:: The task ::
List every line in the entries below that contains the word "flag".
BEGIN Records shown
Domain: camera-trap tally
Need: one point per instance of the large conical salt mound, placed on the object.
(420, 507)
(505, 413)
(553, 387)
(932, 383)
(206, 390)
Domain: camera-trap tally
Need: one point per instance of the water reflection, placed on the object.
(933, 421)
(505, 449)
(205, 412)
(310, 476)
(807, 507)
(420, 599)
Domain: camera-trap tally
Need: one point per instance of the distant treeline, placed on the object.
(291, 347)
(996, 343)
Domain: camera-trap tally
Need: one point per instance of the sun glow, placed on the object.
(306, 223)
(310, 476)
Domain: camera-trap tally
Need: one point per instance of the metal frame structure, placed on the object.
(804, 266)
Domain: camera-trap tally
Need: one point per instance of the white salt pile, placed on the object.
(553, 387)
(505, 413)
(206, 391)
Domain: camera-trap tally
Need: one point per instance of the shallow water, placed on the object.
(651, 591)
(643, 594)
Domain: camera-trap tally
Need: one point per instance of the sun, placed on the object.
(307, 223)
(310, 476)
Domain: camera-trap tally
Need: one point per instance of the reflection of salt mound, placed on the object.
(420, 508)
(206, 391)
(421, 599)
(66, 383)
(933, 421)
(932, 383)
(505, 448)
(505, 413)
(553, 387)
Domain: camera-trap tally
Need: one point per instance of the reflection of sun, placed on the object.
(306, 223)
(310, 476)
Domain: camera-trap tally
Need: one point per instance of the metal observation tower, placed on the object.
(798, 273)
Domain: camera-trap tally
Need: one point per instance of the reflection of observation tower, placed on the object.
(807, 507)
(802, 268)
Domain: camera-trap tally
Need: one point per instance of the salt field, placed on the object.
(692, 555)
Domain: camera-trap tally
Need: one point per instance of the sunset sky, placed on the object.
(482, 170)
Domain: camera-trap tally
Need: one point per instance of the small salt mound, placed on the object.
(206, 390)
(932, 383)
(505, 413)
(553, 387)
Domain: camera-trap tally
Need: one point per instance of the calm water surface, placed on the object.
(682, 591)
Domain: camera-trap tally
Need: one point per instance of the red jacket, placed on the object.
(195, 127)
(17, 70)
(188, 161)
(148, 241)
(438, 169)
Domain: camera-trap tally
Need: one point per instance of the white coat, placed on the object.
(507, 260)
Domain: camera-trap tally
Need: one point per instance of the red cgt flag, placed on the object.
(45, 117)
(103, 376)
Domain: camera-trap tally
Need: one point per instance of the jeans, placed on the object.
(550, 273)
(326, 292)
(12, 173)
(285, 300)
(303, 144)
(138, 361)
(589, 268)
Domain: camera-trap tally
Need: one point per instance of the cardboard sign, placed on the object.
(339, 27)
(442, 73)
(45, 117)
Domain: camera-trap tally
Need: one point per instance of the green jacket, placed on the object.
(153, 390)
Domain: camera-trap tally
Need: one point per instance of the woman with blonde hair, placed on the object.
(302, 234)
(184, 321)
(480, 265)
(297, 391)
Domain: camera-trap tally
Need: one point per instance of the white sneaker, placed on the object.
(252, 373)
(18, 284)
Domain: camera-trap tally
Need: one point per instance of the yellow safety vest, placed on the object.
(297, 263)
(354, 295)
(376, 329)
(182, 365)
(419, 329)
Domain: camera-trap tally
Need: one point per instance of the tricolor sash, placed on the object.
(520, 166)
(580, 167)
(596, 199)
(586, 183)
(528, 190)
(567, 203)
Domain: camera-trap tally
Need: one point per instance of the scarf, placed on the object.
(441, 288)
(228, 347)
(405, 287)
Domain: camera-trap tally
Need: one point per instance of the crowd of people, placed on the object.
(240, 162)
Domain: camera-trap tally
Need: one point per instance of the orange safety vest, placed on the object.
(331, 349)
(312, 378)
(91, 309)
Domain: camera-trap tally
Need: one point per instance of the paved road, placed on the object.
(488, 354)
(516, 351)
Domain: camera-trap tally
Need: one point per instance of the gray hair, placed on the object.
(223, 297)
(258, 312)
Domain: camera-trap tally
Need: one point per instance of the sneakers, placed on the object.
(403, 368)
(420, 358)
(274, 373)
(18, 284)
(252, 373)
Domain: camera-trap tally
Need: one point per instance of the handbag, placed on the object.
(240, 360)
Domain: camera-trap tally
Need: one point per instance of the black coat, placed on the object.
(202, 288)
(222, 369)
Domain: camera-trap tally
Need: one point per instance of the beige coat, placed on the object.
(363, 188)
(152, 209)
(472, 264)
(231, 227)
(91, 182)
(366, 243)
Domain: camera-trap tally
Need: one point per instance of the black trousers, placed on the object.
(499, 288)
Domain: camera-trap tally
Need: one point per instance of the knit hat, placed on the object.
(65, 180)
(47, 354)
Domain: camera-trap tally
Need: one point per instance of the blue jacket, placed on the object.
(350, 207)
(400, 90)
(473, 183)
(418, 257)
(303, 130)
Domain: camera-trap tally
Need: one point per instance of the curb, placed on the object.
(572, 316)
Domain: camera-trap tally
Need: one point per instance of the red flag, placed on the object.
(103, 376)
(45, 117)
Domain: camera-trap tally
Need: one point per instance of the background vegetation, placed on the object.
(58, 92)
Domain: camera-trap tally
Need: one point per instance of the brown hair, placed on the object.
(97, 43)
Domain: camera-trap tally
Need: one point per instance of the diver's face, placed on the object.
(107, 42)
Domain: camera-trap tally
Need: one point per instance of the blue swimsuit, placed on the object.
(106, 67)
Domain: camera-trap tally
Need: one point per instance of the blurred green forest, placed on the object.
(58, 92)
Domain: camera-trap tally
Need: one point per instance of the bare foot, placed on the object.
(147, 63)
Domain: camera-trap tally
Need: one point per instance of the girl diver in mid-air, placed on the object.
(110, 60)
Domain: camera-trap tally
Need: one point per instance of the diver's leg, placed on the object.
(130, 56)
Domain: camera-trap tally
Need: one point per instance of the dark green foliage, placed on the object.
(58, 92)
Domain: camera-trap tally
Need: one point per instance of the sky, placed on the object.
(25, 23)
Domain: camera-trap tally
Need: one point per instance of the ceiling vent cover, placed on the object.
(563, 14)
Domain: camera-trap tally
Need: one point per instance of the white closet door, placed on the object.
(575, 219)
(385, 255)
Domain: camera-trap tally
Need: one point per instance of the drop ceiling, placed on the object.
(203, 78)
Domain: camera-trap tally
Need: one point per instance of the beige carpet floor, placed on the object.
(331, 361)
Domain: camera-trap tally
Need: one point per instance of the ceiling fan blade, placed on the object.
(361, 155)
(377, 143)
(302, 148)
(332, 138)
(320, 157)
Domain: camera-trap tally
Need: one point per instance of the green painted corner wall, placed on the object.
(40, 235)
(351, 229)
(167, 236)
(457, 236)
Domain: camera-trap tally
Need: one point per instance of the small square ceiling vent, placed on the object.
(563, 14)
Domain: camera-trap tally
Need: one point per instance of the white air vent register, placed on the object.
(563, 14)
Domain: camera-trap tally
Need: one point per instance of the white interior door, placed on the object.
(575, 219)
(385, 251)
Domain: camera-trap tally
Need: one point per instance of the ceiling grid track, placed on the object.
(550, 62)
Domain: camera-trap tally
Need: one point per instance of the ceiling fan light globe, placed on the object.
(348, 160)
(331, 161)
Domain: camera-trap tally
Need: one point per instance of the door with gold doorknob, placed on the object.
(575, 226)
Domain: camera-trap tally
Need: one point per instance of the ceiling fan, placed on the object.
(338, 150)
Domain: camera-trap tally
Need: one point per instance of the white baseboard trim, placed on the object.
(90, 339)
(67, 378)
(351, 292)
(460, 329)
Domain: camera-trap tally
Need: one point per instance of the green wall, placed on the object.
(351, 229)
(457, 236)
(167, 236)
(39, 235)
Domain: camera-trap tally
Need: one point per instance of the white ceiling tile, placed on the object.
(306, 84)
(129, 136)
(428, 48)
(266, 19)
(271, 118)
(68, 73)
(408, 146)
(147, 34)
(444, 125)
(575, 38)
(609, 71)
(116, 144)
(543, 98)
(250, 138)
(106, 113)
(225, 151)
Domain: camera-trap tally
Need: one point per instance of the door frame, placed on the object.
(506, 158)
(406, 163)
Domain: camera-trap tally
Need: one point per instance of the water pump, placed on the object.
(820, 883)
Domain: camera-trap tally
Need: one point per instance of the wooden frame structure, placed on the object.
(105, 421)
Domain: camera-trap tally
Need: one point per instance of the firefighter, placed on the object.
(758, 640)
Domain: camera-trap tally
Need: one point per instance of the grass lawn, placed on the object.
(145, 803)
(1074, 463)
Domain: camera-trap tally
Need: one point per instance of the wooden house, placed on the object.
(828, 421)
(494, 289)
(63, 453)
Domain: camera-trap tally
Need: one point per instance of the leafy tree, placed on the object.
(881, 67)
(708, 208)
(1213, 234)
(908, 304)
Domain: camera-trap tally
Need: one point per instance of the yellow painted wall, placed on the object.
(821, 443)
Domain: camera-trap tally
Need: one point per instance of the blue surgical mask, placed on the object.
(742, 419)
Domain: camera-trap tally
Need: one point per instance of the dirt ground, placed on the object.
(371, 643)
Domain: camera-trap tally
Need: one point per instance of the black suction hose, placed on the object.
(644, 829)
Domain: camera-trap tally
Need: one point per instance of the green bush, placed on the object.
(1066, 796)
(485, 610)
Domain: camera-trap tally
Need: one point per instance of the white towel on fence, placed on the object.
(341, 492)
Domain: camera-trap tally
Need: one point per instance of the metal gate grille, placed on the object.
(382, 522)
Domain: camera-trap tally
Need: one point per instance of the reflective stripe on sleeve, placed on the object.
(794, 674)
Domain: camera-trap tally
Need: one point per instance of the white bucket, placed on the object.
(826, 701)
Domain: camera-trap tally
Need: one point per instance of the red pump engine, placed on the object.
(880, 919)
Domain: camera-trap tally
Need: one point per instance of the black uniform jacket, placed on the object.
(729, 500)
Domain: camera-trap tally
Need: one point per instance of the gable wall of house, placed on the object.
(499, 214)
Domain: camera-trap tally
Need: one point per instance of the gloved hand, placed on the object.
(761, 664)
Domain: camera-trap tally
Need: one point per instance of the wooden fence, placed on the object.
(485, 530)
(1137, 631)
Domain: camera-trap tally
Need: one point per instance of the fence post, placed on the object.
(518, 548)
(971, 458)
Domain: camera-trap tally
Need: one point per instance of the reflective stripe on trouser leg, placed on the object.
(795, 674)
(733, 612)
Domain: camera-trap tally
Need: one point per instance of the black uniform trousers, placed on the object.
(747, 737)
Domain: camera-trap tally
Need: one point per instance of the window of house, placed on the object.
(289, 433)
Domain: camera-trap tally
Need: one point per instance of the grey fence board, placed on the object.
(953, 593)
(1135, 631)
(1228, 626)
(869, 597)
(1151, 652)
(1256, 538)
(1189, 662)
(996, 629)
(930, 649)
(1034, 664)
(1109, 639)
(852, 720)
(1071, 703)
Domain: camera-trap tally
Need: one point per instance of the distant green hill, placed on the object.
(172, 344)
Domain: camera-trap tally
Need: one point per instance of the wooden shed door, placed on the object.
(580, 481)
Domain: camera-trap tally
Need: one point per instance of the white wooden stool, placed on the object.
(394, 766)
END Records shown
:: The result ::
Need: one point per instance of the red cgt flag, placed on the object.
Need: one point per instance of the red flag, placed on the object.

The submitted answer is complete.